### Estratto del documento
--------------------------------

Mario è tornato a correre, a giocare con gli altri ragazzini nel parco. E grazie al padre, che gli ha donato un pezzo di polmone nel primo intervento del genere in Italia. Un trapianto eseguito all’Ospedale Papa Giovanni XXIII di Bergamo. L’intervento era stato eseguito lo scorso 17 gennaio, era durato undici ore, cento le persone coinvolte, quaranta i giorni di convalescenza del bambino. Il nome Mario era stato scelto dal nome del protagonista del suo videogioco preferito. I genitori Ánduel, 34 anni, e Ornéla, 35, di origini albanesi.
Mario ha cinque anni. Soffriva di talassemia, malattia ereditaria del sangue caratterizzata da anemia cronica. Il padre gli aveva già donato il midollo, quel trapianto gli aveva però provocato una reazione immunitaria – la cosiddetta “malattia da trapianto contro l’ospite” – che aveva attaccato i polmoni del bambino che non poteva smettere di respirare. Veniva nutrito con una sonda.

--------------------------------

### Estratti dei dati
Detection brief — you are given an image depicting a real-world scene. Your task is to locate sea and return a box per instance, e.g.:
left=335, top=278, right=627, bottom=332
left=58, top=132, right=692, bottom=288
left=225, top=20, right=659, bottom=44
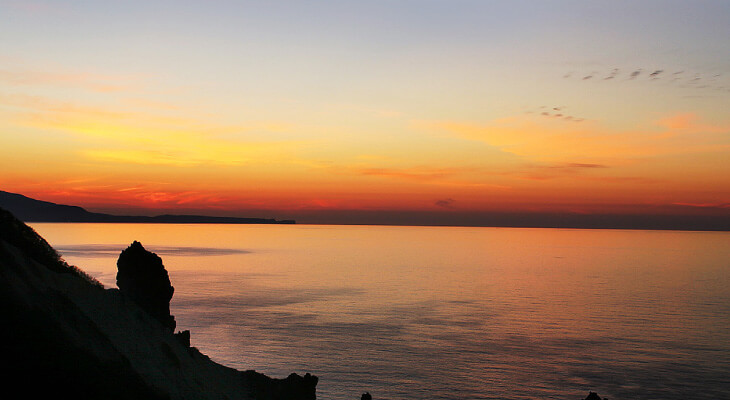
left=32, top=223, right=730, bottom=400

--------------------------------

### Consegna
Indica se le affermazioni (a), (b) e (c) concordano con il testo sul trapianto di Mario: (a) l'intervento è durato undici ore; (b) Mario ha sette anni; (c) il padre aveva già donato il midollo a Mario. Per ciascuna rispondi sì o no e cita testualmente le parole del testo che lo stabiliscono. I dati provengono da una fonte diversa.

### Risposta
(a) Sì: «era durato undici ore».
(b) No: «Mario ha cinque anni.»
(c) Sì: «Il padre gli aveva già donato il midollo».